§ **Problem description**
When you repeat the entries, reproduce each line exactly and omit every picture.

-=-=-=-=-

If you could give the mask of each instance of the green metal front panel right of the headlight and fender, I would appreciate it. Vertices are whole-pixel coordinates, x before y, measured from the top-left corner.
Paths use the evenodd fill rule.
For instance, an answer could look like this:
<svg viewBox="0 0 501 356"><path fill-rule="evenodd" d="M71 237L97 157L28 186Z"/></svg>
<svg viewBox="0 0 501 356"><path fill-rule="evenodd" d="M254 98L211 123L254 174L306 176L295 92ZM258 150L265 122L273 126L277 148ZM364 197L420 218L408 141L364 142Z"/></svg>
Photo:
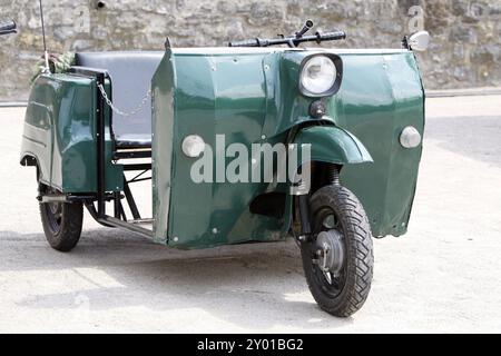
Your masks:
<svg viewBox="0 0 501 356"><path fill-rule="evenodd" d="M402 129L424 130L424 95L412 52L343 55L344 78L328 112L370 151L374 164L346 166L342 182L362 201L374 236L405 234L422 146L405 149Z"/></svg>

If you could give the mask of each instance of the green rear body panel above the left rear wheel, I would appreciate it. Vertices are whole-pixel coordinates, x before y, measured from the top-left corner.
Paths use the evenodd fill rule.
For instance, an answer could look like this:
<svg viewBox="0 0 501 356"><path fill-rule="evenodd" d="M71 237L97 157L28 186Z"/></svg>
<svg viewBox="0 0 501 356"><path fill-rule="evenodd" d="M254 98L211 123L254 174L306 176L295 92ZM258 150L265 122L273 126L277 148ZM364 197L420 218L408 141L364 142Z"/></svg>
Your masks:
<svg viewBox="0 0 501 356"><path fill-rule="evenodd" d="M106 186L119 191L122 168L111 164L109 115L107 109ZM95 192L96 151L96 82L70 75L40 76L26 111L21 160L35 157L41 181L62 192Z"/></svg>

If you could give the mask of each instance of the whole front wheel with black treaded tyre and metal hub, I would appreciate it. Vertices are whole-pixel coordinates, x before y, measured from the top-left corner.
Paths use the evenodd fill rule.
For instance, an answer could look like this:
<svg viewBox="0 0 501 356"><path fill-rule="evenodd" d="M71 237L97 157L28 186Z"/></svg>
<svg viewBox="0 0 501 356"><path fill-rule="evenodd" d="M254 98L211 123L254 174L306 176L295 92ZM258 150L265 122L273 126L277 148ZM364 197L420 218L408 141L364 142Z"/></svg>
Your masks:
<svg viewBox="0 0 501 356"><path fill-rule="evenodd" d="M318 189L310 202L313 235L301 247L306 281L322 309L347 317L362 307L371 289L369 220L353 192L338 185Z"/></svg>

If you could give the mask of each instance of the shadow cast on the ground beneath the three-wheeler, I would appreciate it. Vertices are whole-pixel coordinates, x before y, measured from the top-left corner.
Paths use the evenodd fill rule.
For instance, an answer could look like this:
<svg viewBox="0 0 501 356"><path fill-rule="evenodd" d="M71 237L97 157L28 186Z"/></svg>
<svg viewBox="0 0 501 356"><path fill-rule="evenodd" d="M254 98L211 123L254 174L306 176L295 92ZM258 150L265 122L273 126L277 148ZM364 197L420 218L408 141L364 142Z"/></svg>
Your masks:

-=-=-=-=-

§ **Answer**
If you could give the mask of each instance of the green metal front panel right of the headlight and fender, I would appreciate it. Vertices are whole-pixel coordinates, x before y, measured from the top-left corner.
Paths use the evenodd fill rule.
For instance, an answer could look like this:
<svg viewBox="0 0 501 356"><path fill-rule="evenodd" d="M71 237L97 157L28 186Z"/></svg>
<svg viewBox="0 0 501 356"><path fill-rule="evenodd" d="M254 98L211 123L254 174L306 176L295 92ZM258 150L265 122L273 126L277 148ZM364 197L420 218L408 141L364 142Z"/></svg>
Photo:
Your masks:
<svg viewBox="0 0 501 356"><path fill-rule="evenodd" d="M402 129L424 130L424 95L412 52L343 55L344 78L328 112L370 151L374 164L346 166L342 182L362 201L374 236L405 234L422 146L405 149Z"/></svg>

If you could give the mask of each instance of the green rear body panel above the left rear wheel, I would appreciate it. Vertices are whole-pixel coordinates, x before y, measured from the top-left corner.
Paths use the evenodd fill rule.
For instance, an answer could look like this:
<svg viewBox="0 0 501 356"><path fill-rule="evenodd" d="M71 237L97 157L28 186Z"/></svg>
<svg viewBox="0 0 501 356"><path fill-rule="evenodd" d="M254 98L211 123L254 174L306 176L295 92ZM258 150L265 122L273 126L277 148ZM364 197L420 218L408 141L364 142Z"/></svg>
Your masks:
<svg viewBox="0 0 501 356"><path fill-rule="evenodd" d="M106 186L119 191L122 168L111 164L109 115L107 109ZM95 192L96 151L96 82L70 75L40 76L26 111L21 160L35 157L41 181L62 192Z"/></svg>

If you could give the mask of each instance of the whole front wheel with black treaded tyre and metal hub, I would appreciate it. Vertices are whole-pixel coordinates, x before y, measured from the top-left corner.
Paths use the evenodd fill rule.
For instance, an answer could look like this:
<svg viewBox="0 0 501 356"><path fill-rule="evenodd" d="M71 237L97 157L28 186Z"/></svg>
<svg viewBox="0 0 501 356"><path fill-rule="evenodd" d="M254 98L211 123L254 174L306 176L295 92ZM258 150L265 122L273 126L277 148ZM364 197L420 218L408 141L364 142Z"/></svg>
Your masks:
<svg viewBox="0 0 501 356"><path fill-rule="evenodd" d="M318 189L310 202L313 235L301 247L306 281L322 309L347 317L362 307L371 289L369 220L353 192L338 185Z"/></svg>

If you could give the mask of each instance of the shadow cast on the ground beneath the three-wheeler, I would appreciate it. Vertices are whole-pixel coordinates, x before y, measured from the top-left corner.
Paths use the evenodd fill rule.
For instance, an answer could look like this:
<svg viewBox="0 0 501 356"><path fill-rule="evenodd" d="M71 237L97 157L28 186Z"/></svg>
<svg viewBox="0 0 501 356"><path fill-rule="evenodd" d="M254 98L211 123L254 174L306 176L295 92ZM258 150L265 122L273 126L277 148ZM364 197L420 218L408 141L364 142Z"/></svg>
Your masks:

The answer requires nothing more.